··· DATA TO EXAMINE ···
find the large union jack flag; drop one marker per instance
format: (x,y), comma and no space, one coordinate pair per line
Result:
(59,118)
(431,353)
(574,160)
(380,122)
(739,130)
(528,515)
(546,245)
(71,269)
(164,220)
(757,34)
···
> EXERCISE DIRECTIONS: Please type the entries above out again exactly.

> ANSWER BOX:
find the large union jack flag; drop one marker per instance
format: (x,y), comma and no space, one coordinate pair per line
Result:
(59,118)
(431,353)
(574,160)
(380,122)
(739,130)
(528,515)
(546,245)
(71,269)
(164,220)
(757,34)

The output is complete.